To do
Please find how many lines of the data contain the string "below", and respond with that number only.

::::::

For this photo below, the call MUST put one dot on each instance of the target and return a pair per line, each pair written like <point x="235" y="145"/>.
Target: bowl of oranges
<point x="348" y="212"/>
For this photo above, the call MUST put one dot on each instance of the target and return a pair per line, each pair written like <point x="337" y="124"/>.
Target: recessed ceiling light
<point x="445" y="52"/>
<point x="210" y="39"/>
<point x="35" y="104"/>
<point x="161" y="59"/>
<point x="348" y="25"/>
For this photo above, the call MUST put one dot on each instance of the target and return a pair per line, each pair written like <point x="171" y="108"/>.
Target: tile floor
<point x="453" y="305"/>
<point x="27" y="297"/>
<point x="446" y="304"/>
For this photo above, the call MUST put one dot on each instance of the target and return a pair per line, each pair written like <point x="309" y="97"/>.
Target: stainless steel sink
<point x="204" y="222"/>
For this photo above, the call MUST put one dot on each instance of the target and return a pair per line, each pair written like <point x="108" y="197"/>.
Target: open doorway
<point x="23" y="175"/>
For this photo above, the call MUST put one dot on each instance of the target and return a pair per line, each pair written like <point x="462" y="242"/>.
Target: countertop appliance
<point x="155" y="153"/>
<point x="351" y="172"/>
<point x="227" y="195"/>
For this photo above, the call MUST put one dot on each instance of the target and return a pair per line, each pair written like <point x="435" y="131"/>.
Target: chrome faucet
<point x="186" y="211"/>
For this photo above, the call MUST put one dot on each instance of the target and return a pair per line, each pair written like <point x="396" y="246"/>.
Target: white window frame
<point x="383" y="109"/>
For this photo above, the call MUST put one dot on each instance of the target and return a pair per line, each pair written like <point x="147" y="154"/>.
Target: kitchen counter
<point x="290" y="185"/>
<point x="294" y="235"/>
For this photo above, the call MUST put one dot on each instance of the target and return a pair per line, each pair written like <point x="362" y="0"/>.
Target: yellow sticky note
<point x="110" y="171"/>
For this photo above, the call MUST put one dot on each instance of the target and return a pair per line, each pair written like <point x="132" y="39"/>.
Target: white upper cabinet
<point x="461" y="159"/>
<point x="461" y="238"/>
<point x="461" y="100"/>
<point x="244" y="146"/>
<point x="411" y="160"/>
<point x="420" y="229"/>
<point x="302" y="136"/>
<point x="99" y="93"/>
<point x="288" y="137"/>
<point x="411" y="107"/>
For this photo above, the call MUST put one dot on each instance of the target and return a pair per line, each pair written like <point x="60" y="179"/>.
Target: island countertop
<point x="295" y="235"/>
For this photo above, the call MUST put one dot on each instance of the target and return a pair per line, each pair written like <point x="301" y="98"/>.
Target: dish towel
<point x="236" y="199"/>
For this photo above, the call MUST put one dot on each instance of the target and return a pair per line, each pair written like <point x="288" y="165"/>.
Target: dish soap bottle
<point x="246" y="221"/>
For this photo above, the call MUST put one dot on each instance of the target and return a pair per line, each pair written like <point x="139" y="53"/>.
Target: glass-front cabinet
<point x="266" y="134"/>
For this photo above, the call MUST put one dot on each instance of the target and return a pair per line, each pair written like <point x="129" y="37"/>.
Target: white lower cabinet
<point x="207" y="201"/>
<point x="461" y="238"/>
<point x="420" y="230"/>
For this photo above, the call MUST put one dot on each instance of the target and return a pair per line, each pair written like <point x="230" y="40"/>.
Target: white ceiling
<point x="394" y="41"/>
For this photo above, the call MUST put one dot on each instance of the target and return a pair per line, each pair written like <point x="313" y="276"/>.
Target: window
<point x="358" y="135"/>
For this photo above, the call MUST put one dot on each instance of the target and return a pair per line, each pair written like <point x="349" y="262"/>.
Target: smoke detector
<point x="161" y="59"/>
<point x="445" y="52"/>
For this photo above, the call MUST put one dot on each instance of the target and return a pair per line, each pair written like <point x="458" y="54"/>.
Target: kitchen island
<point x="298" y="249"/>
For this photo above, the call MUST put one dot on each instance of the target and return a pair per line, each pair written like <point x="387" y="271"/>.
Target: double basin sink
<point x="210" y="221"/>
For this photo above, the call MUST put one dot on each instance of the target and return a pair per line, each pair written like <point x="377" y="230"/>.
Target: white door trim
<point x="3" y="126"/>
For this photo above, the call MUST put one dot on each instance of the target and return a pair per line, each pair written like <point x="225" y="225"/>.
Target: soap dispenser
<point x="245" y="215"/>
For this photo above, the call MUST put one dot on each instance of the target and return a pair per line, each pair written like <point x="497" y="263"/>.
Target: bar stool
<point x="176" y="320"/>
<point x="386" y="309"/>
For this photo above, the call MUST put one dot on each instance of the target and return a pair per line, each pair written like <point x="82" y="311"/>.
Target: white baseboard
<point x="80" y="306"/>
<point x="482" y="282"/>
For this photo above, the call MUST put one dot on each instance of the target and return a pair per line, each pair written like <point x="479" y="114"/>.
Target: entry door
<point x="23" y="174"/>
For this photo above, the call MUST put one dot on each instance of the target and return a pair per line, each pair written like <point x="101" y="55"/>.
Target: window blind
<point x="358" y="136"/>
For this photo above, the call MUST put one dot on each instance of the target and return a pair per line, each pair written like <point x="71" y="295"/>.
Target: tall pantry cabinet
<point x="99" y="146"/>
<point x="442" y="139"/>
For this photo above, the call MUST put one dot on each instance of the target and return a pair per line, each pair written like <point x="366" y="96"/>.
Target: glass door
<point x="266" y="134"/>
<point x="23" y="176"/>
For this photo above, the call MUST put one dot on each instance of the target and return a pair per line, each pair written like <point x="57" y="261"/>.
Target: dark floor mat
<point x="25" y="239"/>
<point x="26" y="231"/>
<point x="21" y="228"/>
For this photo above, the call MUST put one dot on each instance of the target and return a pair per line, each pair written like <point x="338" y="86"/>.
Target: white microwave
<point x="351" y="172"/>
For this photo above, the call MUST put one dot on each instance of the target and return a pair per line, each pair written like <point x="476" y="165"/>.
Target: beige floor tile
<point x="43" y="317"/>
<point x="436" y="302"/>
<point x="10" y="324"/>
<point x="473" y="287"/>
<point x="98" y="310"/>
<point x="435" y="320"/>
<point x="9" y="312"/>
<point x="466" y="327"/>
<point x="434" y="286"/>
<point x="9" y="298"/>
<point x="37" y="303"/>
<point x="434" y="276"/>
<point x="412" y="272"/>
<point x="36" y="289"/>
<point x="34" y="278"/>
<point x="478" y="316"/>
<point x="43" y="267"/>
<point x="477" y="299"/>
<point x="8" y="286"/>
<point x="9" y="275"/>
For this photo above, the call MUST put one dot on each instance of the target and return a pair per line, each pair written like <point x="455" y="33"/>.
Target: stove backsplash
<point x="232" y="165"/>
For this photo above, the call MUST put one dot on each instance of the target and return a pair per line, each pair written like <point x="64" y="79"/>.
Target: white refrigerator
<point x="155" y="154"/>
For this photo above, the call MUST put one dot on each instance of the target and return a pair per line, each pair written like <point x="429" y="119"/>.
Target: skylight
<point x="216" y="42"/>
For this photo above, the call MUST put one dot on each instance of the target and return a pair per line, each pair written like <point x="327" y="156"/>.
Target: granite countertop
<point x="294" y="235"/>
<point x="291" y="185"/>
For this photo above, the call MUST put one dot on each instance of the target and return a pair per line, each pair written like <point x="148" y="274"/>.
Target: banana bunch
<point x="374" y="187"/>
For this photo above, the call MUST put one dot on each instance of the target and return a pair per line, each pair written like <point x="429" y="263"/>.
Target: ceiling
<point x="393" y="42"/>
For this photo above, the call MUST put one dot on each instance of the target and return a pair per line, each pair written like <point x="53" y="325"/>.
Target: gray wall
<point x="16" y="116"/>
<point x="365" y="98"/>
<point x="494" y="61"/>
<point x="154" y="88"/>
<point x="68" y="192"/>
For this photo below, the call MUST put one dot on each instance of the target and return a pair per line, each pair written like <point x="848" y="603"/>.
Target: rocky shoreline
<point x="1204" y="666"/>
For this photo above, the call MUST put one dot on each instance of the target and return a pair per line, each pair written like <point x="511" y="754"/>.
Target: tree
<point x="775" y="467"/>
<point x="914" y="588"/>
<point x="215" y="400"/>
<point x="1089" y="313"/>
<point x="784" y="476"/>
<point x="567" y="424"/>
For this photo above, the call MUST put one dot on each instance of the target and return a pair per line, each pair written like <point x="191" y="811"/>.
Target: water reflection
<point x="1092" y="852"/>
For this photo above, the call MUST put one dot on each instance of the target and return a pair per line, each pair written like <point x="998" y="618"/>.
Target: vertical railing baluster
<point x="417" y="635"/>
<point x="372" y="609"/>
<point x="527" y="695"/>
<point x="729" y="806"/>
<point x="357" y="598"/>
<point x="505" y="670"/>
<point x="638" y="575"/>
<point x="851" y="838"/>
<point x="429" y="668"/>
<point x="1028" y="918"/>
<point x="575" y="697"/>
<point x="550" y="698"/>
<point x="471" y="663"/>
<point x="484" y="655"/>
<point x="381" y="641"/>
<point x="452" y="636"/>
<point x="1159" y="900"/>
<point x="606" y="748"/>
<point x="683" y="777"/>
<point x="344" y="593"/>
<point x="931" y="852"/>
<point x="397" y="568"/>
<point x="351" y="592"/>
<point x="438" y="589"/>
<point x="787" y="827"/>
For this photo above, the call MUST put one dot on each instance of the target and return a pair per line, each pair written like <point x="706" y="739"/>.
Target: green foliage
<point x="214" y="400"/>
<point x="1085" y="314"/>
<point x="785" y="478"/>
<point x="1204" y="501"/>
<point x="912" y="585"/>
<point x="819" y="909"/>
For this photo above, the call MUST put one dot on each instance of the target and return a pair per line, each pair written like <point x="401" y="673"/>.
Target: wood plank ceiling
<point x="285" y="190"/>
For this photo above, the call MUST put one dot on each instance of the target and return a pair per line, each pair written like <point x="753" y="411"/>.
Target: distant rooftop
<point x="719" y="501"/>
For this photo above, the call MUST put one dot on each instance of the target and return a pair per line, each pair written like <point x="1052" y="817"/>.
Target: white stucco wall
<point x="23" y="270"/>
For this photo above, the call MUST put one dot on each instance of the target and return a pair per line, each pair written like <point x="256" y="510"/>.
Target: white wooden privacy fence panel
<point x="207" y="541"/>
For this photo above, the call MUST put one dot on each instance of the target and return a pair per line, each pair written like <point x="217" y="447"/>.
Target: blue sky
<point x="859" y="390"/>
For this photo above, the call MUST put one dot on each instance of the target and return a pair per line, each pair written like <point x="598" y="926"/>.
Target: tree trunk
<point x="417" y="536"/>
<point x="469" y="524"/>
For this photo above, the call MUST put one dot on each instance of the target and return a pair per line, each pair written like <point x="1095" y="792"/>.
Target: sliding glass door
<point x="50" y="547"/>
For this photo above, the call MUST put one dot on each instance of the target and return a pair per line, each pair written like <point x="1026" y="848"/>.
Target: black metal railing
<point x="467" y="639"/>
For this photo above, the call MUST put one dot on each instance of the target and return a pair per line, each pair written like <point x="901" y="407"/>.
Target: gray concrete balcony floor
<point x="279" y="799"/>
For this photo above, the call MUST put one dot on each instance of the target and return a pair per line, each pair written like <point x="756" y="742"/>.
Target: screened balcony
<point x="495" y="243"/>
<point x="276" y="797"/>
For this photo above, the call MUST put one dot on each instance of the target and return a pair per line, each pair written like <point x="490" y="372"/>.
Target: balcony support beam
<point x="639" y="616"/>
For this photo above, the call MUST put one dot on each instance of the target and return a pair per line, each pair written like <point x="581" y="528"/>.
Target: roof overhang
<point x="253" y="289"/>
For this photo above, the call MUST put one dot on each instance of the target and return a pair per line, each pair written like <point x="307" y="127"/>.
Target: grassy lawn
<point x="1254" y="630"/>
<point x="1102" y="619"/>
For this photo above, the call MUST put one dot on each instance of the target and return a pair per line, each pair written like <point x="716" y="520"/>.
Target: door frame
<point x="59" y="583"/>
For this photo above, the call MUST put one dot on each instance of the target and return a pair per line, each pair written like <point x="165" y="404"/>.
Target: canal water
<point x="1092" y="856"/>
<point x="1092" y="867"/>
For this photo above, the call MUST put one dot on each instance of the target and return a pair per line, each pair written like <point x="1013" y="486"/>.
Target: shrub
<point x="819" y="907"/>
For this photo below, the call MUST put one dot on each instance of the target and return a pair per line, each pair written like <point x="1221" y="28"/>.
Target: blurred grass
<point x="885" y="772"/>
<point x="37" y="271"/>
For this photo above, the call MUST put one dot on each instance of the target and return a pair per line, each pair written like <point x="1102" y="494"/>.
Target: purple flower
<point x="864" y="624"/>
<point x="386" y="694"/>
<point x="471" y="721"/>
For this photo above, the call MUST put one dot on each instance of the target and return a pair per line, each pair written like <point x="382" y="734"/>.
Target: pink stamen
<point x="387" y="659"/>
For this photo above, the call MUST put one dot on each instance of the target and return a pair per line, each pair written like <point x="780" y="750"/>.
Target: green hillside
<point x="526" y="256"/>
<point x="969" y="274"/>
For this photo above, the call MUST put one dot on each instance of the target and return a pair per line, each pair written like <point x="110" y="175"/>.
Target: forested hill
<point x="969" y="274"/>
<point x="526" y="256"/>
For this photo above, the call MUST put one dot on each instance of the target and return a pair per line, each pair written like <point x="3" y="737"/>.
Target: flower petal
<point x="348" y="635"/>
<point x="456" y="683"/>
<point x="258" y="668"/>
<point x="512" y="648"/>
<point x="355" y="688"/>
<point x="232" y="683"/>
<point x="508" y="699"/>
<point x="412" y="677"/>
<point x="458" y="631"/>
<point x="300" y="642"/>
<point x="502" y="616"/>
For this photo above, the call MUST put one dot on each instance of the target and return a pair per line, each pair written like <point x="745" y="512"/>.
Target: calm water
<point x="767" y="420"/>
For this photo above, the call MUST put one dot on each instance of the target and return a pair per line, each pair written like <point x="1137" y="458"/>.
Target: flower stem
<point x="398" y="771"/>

::::::

Answer section
3